Author Topic: low temperature coolants?  (Read 5685 times)

0 Members and 1 Guest are viewing this topic.


Online coppercone2Topic starter

  • Super Contributor
  • ***
  • Posts: 10488
  • Country: us
  • $
Re: low temperature coolants?
« Reply #26 on: May 11, 2024, 07:39:59 pm »
As long as you have a positive displacement pump you can just measure the RPM of the pump and get your flowrate from there, it won't care about viscosity.

I have a gear pump but the metering devices say they use a oval gear system. I think its different for the measurement transducer vs the pump.

Is there a difference? This gear pump has a shaft sticking out the back so I can definitely measure RPM, but I thought it was inappropriate and you need the oval version for sensing flow.

https://ipe-pumps.com/process-equipment/does-your-gear-pump-need-a-flow-meter/
« Last Edit: May 11, 2024, 07:41:51 pm by coppercone2 »
 

Offline Berni

  • Super Contributor
  • ***
  • Posts: 5022
  • Country: si
Re: low temperature coolants?
« Reply #27 on: May 11, 2024, 07:53:07 pm »
Well i would guess it mostly depends on how precisely made the pump is.

In theory a gear pump should be accurate because one rotation should always transfer the same amount of fluid (as long as you don't run it violently enough to have cavitation and such), but a real gear pump might have a bit looser tolerances so it might leak slightly while it is pumping, so some of the pumped fluid leaks back trough the pump itself.

You should be able to test this by trying to force the fluid trough the pump while it is not spinning and see if any liquid comes trough. Or if the pump can do it, try running the pump with the output blocked off and see if the gears spin at all with no flow.

The nice thing is that if it does work, it won't be dependent on any physical property of the measured fluid (like most flow meters do)
 

Online Smokey

  • Super Contributor
  • ***
  • Posts: 2861
  • Country: us
  • Not An Expert
Re: low temperature coolants?
« Reply #28 on: May 11, 2024, 08:04:33 pm »
Am I really the only one interested in what OP is actually doing with this setup?

If so... then coppercone2.. What are you actually doing with this setup?  :)
 

Online coppercone2Topic starter

  • Super Contributor
  • ***
  • Posts: 10488
  • Country: us
  • $
Re: low temperature coolants?
« Reply #29 on: May 12, 2024, 11:41:07 pm »
not much it does not work well its hard to get things cold like that. I just want to connect coolant to things for measuring. you can basically cool anything from a ruler to a laser diode

For small scale, you need a shit load of insulation. if the tubes were bigger then it might work alot better with alot more flow
 

Online jpanhalt

  • Super Contributor
  • ***
  • Posts: 3746
  • Country: us
Re: low temperature coolants?

DATA LISTING:
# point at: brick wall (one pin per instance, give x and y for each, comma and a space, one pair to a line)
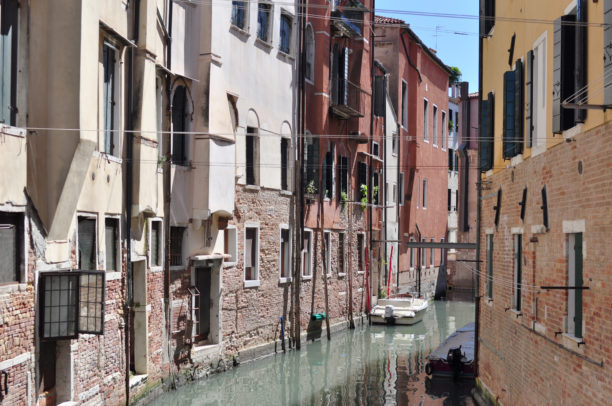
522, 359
---
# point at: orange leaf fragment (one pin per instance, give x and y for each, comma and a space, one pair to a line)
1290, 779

PROBLEM SET:
**1)** Using the forum thread on low-temperature coolants, explain why Berni says a gear pump should in theory give an accurate flow rate from its rotation alone. Answer in one to three sentences.
**2)** Carry on the forum thread about low-temperature coolants from its final line, writing the reply body that follows that last heading.

TASK ANSWERS:
**1)** In theory, each rotation of a gear pump always moves the same amount of fluid, so the rotation count sets the flow. This holds only if the pump is not run so hard that cavitation occurs.

**2)**
« Reply #30 on: May 13, 2024, 12:36:36 am »
You over complicate things with no purpose.  In the mid-1960's we routinely did spectroscopy and a few reactions at -70 °C.  We did IR spectroscopy with liquid nitrogen cooling (Nujol mulls and glasses), and a few IR studies at liquid helium (4° to 5°K).

First, decide what you want to do. 
 

Online coppercone2Topic starter

  • Super Contributor
  • ***
  • Posts: 10488
  • Country: us
  • $
Re: low temperature coolants?
« Reply #31 on: May 13, 2024, 12:48:20 am »
ok thanks for the tip
 

Online coppercone2Topic starter

  • Super Contributor
  • ***
  • Posts: 10488
  • Country: us
  • $
Re: low temperature coolants?
« Reply #32 on: September 22, 2024, 06:35:02 am »
I bought a molybdenum crucible (yikes at the price!) for low temperature experiments  :D

I don't see a good way to do fluid experiments without more exotic materials, say a freeze crystal machine that might work with something caustic or acidic. I thought about it on and off for months! At least not one without wishy washey hopes about ions and reactivities. I think molybdenum has a chance maybe.


The idea is to setup a water cooled peltier stack inside of a insulation cube, so I can chill it down as much as I can. With a beaker and thermal paste, I got to around -50C IIRC for a few mL of alcohol in a 25ml flask.

I hope that with the thermal mass of the molybdenum, I can freeze crystalize some stuff like tin chloride and quickly throw it into a vacuum funnel to get some purified reagents
« Last Edit: September 23, 2024, 03:17:21 am by coppercone2 »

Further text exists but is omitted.